Task :: Look through the data below and return each line where "hanger" appears.

Records provided ::

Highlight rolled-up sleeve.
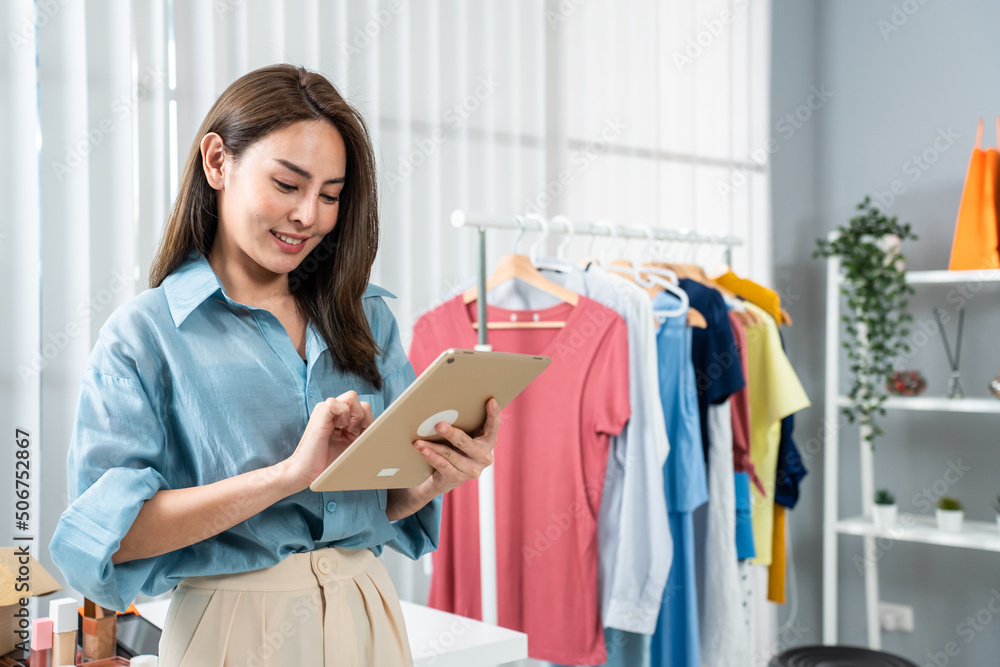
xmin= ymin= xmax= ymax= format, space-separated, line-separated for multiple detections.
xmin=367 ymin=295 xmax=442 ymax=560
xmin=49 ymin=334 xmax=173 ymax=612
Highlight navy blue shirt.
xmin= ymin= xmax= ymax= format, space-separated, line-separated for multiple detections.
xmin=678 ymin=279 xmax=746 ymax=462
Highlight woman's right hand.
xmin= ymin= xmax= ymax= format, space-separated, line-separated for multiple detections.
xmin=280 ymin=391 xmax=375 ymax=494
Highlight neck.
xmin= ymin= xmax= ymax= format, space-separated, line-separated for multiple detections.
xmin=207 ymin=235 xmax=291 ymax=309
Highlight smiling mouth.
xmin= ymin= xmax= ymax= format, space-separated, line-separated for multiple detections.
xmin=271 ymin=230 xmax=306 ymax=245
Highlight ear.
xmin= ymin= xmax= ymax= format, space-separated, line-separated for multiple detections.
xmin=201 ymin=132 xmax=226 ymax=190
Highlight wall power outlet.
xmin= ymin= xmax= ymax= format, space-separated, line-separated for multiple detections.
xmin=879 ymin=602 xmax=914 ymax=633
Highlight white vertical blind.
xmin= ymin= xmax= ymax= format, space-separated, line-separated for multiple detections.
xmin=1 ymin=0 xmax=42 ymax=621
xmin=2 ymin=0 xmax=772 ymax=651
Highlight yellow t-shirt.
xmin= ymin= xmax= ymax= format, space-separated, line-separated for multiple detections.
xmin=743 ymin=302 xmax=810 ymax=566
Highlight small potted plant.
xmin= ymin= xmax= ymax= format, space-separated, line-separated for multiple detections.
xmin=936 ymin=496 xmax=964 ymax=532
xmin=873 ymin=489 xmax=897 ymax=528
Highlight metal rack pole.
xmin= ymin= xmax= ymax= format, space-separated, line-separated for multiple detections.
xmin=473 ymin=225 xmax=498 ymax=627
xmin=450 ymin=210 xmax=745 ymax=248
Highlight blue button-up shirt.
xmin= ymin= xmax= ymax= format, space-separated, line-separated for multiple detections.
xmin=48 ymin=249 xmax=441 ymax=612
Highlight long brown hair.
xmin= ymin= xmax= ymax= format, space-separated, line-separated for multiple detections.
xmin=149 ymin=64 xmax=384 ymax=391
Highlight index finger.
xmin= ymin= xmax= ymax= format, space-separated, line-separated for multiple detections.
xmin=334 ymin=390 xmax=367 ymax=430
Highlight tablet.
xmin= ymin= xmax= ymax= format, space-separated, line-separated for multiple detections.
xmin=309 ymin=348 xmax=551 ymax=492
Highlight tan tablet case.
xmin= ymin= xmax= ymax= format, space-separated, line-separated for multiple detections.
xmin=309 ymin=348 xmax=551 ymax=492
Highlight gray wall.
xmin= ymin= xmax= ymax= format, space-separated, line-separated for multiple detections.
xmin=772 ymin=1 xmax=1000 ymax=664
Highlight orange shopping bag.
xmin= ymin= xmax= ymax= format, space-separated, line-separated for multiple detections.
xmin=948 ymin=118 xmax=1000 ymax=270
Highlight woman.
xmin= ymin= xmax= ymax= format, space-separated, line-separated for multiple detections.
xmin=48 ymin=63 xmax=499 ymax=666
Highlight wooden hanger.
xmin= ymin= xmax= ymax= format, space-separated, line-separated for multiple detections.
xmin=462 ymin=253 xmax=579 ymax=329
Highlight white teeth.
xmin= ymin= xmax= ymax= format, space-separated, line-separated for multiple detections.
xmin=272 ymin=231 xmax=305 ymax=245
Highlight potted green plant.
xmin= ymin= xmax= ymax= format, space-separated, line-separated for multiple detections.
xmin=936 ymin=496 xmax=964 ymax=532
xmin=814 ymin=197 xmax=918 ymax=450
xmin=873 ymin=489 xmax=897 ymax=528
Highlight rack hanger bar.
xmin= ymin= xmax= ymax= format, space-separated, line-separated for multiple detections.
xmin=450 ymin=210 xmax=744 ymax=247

Response for this exercise ::
Highlight wooden hanger.
Highlight rack hanger bar.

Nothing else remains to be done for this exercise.